• OBJECTIVE:
Can you render the entries below as a Markdown table with the columns Row and Line, one numbered row per line, skipping blank lines and leaving out the pictures?

----- DATA FOR THE TASK

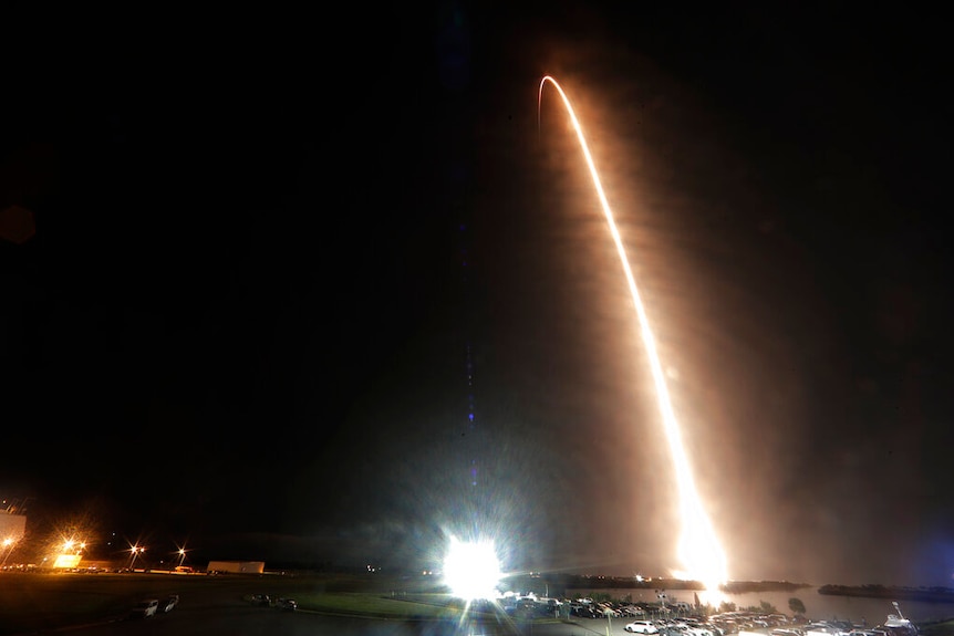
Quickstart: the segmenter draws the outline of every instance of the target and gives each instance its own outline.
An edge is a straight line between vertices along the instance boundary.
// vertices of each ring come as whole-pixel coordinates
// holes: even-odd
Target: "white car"
[[[129,612],[129,618],[148,618],[149,616],[155,616],[158,608],[158,598],[147,598],[145,601],[139,601],[138,603],[133,605],[133,609]]]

----------

• ANSWER TO THE TASK:
| Row | Line |
|---|---|
| 1 | Quickstart: the segmenter draws the outline of every instance of the target and gives each instance its own outline. |
| 2 | An edge is a straight line between vertices along the instance boundary. |
| 3 | // vertices of each ring come as whole-pixel coordinates |
| 4 | // holes: even-odd |
| 5 | Target: "white car" |
| 6 | [[[129,612],[129,618],[148,618],[149,616],[155,616],[158,608],[158,598],[147,598],[145,601],[139,601],[138,603],[133,605],[133,609]]] |